● What you need to do
Copy out every one of the following records word for word, with nothing added or left out.
# Start of Data excerpts
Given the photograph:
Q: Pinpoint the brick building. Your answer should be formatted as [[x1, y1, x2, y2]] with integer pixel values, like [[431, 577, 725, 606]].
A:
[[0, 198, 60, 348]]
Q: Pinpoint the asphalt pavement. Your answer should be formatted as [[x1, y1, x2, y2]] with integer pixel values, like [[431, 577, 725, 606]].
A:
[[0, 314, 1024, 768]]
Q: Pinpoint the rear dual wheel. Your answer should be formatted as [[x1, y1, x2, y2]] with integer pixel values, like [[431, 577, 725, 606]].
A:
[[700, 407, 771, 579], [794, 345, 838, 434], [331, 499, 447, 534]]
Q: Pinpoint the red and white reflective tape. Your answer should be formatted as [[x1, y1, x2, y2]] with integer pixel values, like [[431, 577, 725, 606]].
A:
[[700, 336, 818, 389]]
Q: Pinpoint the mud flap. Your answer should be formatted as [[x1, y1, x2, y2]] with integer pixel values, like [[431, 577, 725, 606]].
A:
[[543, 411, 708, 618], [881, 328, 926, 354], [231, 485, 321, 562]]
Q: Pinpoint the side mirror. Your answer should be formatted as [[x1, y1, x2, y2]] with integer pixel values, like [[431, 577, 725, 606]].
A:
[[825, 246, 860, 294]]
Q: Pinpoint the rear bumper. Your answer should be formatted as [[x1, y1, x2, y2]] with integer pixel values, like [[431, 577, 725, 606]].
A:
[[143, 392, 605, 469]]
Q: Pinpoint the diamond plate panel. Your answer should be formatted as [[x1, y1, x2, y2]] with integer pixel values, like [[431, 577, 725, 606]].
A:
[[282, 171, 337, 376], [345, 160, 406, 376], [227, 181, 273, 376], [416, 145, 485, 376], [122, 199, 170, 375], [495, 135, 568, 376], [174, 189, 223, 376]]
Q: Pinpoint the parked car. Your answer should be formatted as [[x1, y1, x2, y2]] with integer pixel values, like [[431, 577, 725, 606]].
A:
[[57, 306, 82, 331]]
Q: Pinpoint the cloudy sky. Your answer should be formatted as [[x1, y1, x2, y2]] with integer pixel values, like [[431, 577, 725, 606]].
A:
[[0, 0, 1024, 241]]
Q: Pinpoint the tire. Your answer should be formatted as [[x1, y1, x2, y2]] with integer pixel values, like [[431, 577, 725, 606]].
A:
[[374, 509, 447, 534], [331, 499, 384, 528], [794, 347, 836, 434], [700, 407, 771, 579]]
# End of Data excerpts
● Output below
Given the photograph:
Q: Pinpoint the brick building. Your answer should be formatted as [[x1, y1, x2, y2]] with integer pixel values, like [[431, 577, 725, 606]].
A:
[[0, 198, 60, 348]]
Q: Pinpoint the asphalt pavement. Your answer should be formatted as [[x1, y1, x2, y2]] with integer pixel values, like [[431, 577, 725, 606]].
A:
[[0, 314, 1024, 768]]
Q: Pinpoint the rear dual wheel. Your answer should be formatted as [[x1, y1, x2, y2]] with integer pixel values, like [[431, 577, 725, 606]].
A:
[[700, 407, 771, 579], [794, 345, 838, 434], [331, 499, 447, 534]]
Q: Pinpoint the red and white reflective tape. Your answer should be formatted as [[x1, y1, x2, y2]] with integer pixel values, like [[431, 577, 725, 606]].
A:
[[700, 336, 818, 389]]
Q: Pinpoint the mud flap. Your answer should be formatted as [[x1, y1, x2, y2]] with integer pixel values, like [[431, 577, 725, 606]].
A:
[[543, 411, 708, 618], [881, 328, 926, 354], [231, 485, 321, 562]]
Q: Pinpoint the side mirror. Your answer should be formatted as [[x1, y1, x2, y2]] with integer pixel values, like [[431, 577, 725, 606]].
A:
[[825, 246, 860, 294]]
Q: Pinpoint the rear bumper. Your answer should be formatted as [[x1, y1, x2, y2]] with integer pixel values, like [[431, 577, 725, 606]].
A:
[[143, 392, 605, 469]]
Q: Pinpoint the diamond plate panel. Your answer should be formatted as [[x1, y1, x2, y2]] with integer pixel values, like [[431, 577, 725, 606]].
A:
[[282, 171, 337, 376], [345, 160, 406, 376], [227, 181, 273, 376], [416, 145, 485, 376], [122, 199, 170, 375], [495, 135, 568, 376], [174, 189, 223, 376]]
Q: Pinpoint the parked car. Your answer should be formatted as [[x1, y1, x2, y2]] with integer pixel values, like [[431, 577, 725, 606]].
A:
[[57, 306, 82, 331]]
Q: Pinpoint the cloudy sky. Your answer should be formatted as [[x1, y1, x2, y2]] with integer pixel values, like [[431, 577, 725, 606]].
A:
[[0, 0, 1024, 241]]
Q: Pinpoint the tire. Your answer should be formatted as [[x1, y1, x2, y2]] with integer pixel values, like [[431, 577, 725, 606]].
A:
[[374, 509, 447, 534], [331, 499, 384, 528], [794, 347, 836, 434], [700, 407, 771, 579]]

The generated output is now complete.